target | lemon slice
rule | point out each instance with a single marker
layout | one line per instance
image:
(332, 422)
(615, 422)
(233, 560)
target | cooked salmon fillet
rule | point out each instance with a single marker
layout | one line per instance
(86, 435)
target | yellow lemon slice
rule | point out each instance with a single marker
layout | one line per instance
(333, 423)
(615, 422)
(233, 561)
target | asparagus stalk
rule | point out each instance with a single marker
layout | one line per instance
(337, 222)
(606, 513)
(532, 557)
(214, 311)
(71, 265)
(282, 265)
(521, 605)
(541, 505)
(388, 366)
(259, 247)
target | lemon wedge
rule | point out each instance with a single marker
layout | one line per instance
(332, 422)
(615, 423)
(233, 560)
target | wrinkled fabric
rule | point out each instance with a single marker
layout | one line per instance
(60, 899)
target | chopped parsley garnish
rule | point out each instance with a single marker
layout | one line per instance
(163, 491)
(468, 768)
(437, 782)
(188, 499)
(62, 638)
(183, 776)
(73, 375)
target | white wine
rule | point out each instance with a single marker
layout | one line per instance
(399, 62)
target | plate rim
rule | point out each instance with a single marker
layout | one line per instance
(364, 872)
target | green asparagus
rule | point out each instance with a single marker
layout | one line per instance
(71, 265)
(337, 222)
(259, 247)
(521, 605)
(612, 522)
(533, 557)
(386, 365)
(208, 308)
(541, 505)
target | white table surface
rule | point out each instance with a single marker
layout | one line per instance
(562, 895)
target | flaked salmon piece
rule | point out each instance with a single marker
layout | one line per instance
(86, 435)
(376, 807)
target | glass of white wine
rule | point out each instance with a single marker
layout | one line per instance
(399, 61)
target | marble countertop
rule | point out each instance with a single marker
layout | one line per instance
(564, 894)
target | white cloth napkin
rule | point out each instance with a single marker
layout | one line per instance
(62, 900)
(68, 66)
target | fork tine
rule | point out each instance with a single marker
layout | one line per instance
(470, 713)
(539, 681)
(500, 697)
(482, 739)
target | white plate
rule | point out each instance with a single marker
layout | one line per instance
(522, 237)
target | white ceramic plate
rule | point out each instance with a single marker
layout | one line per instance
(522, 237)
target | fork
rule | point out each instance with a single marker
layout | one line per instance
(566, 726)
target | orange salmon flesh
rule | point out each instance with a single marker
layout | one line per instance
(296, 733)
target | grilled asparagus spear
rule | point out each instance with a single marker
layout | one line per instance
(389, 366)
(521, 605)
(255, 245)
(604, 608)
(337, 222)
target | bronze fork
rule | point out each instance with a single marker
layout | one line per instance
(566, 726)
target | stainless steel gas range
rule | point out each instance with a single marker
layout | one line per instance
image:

Brief ::
Rewrite every line of the data above as a JSON list of strings, one string per line, with blank lines omitted.

Finished exercise ::
[
  "target | lemon slice",
  "rule | point out each instance with a single marker",
  "layout | one line per instance",
  "image:",
  "(332, 422)",
  "(615, 422)",
  "(233, 560)",
  "target | cooked salmon fillet",
  "rule | point out each instance with a single marker",
  "layout | one line per instance",
  "(86, 435)",
  "target | yellow lemon slice",
  "rule | point out each instance with a single marker",
  "layout | one line per instance",
  "(333, 423)",
  "(615, 422)",
  "(233, 561)",
  "target | asparagus stalk",
  "rule | point out each instance with a single marker",
  "layout | one line per instance",
  "(337, 222)",
  "(606, 513)",
  "(532, 557)",
  "(214, 311)",
  "(71, 265)",
  "(282, 265)",
  "(521, 605)",
  "(541, 505)",
  "(388, 366)",
  "(259, 247)",
  "target | lemon wedge",
  "rule | point out each instance with a single marker",
  "layout | one line per instance",
  "(332, 422)",
  "(615, 423)",
  "(233, 560)",
  "target | wrinkled fabric",
  "rule | point out each instance with a single marker",
  "layout | one line per instance",
  "(60, 899)",
  "target | chopped parsley garnish",
  "rule | point out each instance with a single marker",
  "layout | one line per instance",
  "(163, 491)",
  "(468, 768)",
  "(437, 782)",
  "(188, 499)",
  "(62, 638)",
  "(183, 776)",
  "(73, 375)",
  "target | white wine",
  "rule | point out each instance with a single marker",
  "layout | one line per instance",
  "(399, 62)",
  "target | plate rim",
  "rule | point out each instance with a single marker",
  "layout | one line per instance",
  "(364, 872)",
  "target | green asparagus",
  "rule | point out each instance with a single marker",
  "layout | one line per instance",
  "(71, 265)",
  "(337, 222)",
  "(259, 247)",
  "(521, 605)",
  "(612, 522)",
  "(533, 557)",
  "(386, 365)",
  "(208, 308)",
  "(541, 505)",
  "target | white table surface",
  "rule | point out each instance with a single marker",
  "layout | one line per instance",
  "(562, 895)",
  "target | flaked salmon piece",
  "rule | point out each instance with a single marker",
  "layout | one line per instance",
  "(86, 435)",
  "(376, 807)",
  "target | glass of white wine",
  "rule | point out each instance with a single marker",
  "layout | one line per instance",
  "(399, 61)",
  "target | marble countertop",
  "rule | point out each instance with a single marker",
  "layout | one line per instance",
  "(564, 894)",
  "target | white cloth napkin",
  "rule | point out each instance with a single marker",
  "layout | one line per instance",
  "(62, 900)",
  "(68, 66)",
  "target | fork tine",
  "rule | point out each instance with a single marker",
  "layout | one line per instance",
  "(470, 713)",
  "(539, 681)",
  "(500, 697)",
  "(482, 739)",
  "target | white plate",
  "rule | point out each instance with a single marker",
  "layout | one line per instance",
  "(522, 237)",
  "target | white ceramic plate",
  "rule | point out each instance with a single marker",
  "layout | one line per instance",
  "(522, 237)",
  "target | fork",
  "rule | point out each instance with a single marker",
  "layout | one line per instance",
  "(566, 726)",
  "target | orange salmon flesh",
  "rule | point out each instance with a single marker",
  "layout | one line per instance",
  "(296, 733)",
  "target | grilled asparagus spear",
  "rule | point out each instance with a single marker",
  "layout | one line per instance",
  "(389, 366)",
  "(521, 605)",
  "(255, 245)",
  "(604, 608)",
  "(337, 222)",
  "target | bronze fork",
  "rule | point out each instance with a single marker",
  "layout | one line per instance",
  "(566, 726)",
  "target | stainless steel gas range",
  "rule | point out each instance with a single marker",
  "layout | one line per instance",
  "image:"
]